Dataset excerpts

══════════════════════════════

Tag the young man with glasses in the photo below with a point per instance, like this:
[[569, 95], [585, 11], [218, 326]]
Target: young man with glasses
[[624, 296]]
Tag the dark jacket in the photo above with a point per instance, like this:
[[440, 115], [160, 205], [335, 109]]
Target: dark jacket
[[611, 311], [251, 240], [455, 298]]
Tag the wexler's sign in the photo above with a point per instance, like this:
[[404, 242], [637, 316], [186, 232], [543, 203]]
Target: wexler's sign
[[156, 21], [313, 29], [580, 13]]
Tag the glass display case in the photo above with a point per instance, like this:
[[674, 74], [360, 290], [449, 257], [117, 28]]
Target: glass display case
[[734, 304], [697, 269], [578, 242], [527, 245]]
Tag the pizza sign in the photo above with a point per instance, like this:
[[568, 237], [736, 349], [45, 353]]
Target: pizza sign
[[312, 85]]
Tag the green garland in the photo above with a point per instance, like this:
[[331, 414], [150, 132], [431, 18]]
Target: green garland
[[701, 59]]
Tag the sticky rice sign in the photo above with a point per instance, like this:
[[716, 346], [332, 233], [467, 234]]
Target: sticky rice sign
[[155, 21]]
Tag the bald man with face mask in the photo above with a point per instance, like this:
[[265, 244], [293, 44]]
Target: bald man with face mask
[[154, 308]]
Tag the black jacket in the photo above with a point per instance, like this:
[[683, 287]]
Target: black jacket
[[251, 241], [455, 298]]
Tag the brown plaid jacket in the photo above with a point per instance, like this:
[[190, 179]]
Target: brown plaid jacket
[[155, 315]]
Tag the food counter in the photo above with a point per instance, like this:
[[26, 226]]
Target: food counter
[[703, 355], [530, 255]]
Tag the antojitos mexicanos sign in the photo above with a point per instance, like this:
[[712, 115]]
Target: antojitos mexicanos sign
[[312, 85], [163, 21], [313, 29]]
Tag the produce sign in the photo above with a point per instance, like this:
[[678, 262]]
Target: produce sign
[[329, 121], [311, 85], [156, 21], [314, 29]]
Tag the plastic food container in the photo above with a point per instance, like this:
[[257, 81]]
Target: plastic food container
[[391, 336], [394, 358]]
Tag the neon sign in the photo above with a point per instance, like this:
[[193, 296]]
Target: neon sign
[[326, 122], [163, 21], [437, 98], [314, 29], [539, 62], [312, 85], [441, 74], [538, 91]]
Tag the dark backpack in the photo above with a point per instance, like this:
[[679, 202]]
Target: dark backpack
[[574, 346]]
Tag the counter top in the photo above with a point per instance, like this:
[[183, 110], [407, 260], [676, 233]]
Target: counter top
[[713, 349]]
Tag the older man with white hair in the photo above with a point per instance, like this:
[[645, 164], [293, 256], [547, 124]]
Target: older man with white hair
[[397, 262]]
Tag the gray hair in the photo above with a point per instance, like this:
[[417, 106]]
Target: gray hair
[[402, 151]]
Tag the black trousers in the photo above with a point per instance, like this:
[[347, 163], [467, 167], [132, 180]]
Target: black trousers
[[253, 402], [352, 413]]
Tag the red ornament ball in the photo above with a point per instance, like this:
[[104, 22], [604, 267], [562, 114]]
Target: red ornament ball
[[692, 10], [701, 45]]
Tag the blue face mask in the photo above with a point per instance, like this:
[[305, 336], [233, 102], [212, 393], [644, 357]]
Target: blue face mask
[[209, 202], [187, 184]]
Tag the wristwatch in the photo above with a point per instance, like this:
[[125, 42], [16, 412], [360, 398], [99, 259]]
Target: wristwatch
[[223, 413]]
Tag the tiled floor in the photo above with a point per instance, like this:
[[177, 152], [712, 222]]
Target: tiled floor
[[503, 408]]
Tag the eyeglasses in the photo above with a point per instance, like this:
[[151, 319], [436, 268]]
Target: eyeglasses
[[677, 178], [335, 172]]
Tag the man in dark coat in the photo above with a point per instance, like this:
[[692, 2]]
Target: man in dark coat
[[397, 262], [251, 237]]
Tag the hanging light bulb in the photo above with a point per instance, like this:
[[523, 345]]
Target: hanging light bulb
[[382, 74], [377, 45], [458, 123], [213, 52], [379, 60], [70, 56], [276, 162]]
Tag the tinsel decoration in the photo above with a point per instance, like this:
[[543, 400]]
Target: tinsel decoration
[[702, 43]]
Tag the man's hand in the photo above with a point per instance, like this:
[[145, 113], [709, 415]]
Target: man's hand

══════════════════════════════

> _ASSIGNMENT_
Copy, character for character, the lines from the line that holds "[[104, 22], [604, 267], [562, 114]]" through the final line of the records above.

> _EXERCISE RESPONSE_
[[104, 22], [604, 267], [562, 114]]
Target: red ornament ball
[[692, 10], [701, 45]]
Tag the blue face mask in the photo above with a point per instance, like this:
[[305, 336], [233, 102], [212, 393], [644, 357]]
Target: blue face mask
[[209, 202], [187, 184]]
Tag the wristwatch in the photo above with a point per instance, like this:
[[125, 42], [16, 412], [360, 398], [99, 259]]
Target: wristwatch
[[223, 413]]
Tag the tiled floor in the photo above with a point per instance, like this:
[[177, 152], [712, 222]]
Target: tiled floor
[[503, 408]]
Tag the eyeglasses in the photo above with a point per instance, like this:
[[151, 319], [436, 268]]
Target: eyeglasses
[[677, 178], [335, 172]]
Tag the man in dark coat in the photo above with a point per instance, like this:
[[692, 2]]
Target: man in dark coat
[[397, 262], [251, 237]]
Tag the hanging light bulb in the photo above with a point per instance, like this:
[[523, 345]]
Target: hanging light bulb
[[382, 74], [377, 45], [458, 123], [213, 52], [379, 60], [70, 56], [276, 162]]
Tag the tinsel decoration in the photo above with a point per instance, like this:
[[543, 400]]
Target: tinsel decoration
[[702, 43]]
Tag the man's hand in the photo above with a point per instance, like this:
[[145, 113], [709, 415]]
Target: man's hand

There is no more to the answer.